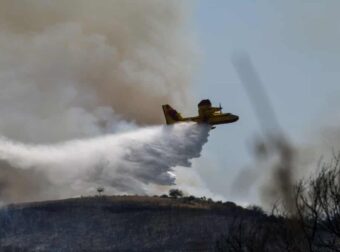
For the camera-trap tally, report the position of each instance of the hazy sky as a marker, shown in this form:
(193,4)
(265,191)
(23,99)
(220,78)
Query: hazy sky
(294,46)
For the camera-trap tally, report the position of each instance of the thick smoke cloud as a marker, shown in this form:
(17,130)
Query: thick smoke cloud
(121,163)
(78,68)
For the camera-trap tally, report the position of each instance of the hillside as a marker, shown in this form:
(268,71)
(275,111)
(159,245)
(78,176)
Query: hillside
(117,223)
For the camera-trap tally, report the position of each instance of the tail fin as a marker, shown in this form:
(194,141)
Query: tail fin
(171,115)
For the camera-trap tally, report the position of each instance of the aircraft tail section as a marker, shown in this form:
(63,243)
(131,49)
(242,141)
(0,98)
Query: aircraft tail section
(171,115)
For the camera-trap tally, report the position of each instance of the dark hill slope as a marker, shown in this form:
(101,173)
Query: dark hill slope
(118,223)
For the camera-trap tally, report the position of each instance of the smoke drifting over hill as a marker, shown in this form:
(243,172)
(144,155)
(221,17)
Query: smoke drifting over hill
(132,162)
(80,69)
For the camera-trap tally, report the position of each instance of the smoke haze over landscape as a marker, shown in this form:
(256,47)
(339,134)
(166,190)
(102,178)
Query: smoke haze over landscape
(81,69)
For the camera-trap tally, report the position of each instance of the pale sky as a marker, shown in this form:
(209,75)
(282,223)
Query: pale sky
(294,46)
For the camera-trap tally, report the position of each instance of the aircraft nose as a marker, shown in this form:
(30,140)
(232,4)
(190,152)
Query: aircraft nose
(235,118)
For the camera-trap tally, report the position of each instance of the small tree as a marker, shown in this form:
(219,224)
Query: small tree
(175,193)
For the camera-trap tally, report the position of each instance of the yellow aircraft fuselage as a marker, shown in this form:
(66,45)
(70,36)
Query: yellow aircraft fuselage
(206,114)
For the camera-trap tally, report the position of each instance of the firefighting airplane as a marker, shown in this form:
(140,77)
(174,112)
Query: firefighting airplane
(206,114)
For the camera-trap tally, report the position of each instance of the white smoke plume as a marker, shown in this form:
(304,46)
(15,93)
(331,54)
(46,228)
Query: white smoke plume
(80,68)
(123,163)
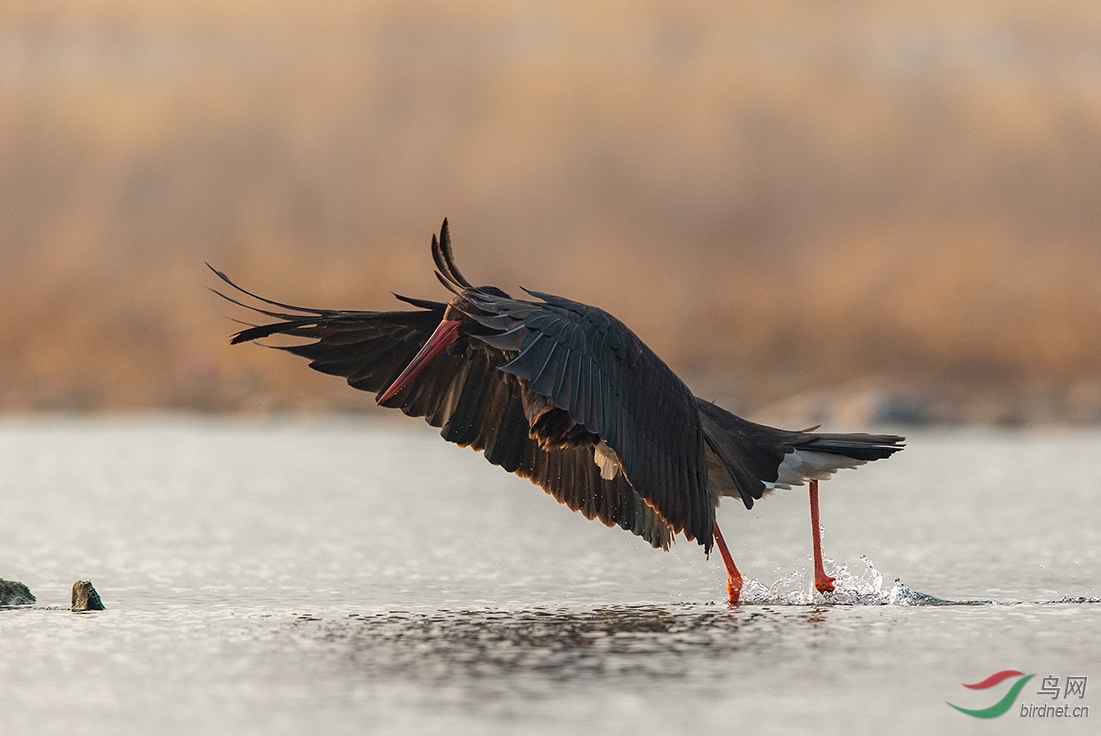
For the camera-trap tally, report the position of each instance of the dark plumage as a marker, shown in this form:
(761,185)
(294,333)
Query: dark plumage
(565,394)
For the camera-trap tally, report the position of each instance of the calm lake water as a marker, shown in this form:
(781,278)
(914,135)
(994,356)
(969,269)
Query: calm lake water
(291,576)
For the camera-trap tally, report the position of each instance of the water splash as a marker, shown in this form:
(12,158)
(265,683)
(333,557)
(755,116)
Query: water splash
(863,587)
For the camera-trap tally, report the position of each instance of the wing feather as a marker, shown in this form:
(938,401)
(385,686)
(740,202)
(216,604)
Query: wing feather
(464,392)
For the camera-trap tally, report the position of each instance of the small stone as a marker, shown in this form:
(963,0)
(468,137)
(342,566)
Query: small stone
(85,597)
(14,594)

+ + +

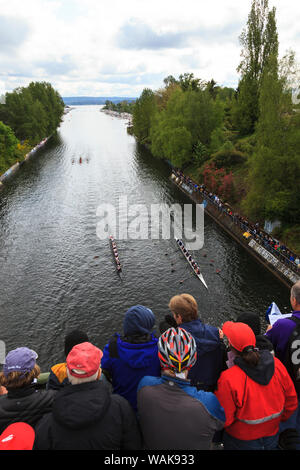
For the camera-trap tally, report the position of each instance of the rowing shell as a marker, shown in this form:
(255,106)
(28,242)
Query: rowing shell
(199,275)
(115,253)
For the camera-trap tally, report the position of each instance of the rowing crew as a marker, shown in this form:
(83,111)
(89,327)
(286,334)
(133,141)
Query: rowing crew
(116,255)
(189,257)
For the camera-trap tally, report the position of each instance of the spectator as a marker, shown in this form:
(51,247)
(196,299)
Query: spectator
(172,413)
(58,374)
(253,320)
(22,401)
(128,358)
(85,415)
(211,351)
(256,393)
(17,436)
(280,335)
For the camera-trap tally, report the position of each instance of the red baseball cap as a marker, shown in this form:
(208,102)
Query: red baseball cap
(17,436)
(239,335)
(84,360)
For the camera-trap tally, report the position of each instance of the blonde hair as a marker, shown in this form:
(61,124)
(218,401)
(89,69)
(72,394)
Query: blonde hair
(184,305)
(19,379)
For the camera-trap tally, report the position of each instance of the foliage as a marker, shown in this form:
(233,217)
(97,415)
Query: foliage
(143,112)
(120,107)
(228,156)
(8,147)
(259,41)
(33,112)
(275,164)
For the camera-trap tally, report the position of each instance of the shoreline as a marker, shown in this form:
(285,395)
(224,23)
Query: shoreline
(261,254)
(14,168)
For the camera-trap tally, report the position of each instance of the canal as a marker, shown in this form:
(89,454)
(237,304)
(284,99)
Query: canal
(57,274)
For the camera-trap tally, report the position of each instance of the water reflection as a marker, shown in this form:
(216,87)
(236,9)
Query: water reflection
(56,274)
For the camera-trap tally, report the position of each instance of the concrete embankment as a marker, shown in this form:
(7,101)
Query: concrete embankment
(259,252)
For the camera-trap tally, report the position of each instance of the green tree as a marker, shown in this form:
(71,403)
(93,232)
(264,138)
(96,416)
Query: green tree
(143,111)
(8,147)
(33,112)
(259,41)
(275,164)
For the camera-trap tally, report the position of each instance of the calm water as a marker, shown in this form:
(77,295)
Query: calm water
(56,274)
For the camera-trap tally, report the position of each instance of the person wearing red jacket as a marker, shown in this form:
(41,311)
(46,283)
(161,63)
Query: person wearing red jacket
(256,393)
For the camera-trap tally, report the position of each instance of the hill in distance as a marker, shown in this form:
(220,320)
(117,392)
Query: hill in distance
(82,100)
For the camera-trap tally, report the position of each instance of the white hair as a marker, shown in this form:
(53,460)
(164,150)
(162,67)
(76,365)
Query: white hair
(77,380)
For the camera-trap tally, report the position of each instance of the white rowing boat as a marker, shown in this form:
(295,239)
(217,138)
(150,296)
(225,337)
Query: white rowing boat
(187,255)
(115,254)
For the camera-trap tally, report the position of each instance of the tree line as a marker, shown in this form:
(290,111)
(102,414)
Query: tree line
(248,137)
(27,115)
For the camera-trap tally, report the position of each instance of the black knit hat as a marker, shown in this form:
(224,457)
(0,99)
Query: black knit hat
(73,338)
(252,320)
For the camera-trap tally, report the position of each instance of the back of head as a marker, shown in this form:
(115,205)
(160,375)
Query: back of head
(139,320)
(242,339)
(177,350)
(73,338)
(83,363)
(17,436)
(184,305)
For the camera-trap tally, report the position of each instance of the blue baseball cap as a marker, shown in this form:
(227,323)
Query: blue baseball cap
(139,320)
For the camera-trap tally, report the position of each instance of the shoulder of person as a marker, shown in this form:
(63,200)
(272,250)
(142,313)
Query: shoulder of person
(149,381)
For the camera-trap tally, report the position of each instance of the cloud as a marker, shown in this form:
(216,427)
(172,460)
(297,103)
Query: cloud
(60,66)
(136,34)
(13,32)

+ + +

## Try it
In the entries above, find the line that contains "the aircraft nose" and the line that contains "the calm lake". Reproduce exactly those two lines and every line between them, but not the pictures.

## Response to this task
For the camera-trap tally, report the position of each instance of the aircraft nose as a marker, shown in this form:
(30,140)
(232,4)
(190,152)
Query: aircraft nose
(235,118)
For the camera-trap tally, report the position of each instance of the small tree as a marker, shown in this form:
(219,224)
Query: small tree
(175,193)
For the camera-trap tally, report the position of each instance of the yellow aircraft fuselage as a marker, shown in this form:
(66,45)
(70,36)
Query: yellow aircraft fuselage
(206,114)
For the camera-trap tally, report the position of each instance of the firefighting airplane as a marker, shown in this form:
(140,77)
(174,112)
Query: firefighting airplane
(206,114)
For the camera-trap tally, report the position of each instance of the white smoke plume as a marker, shown in this form:
(304,46)
(15,93)
(331,54)
(46,228)
Query: white smoke plume
(80,68)
(123,163)
For the camera-trap tally, report the position of each instance of the dark plumage as a marker, shown in this form:
(761,185)
(294,333)
Query: dark plumage
(565,394)
For the camera-trap tally, report the position of each instance of the calm lake water as a marker, shown in this form:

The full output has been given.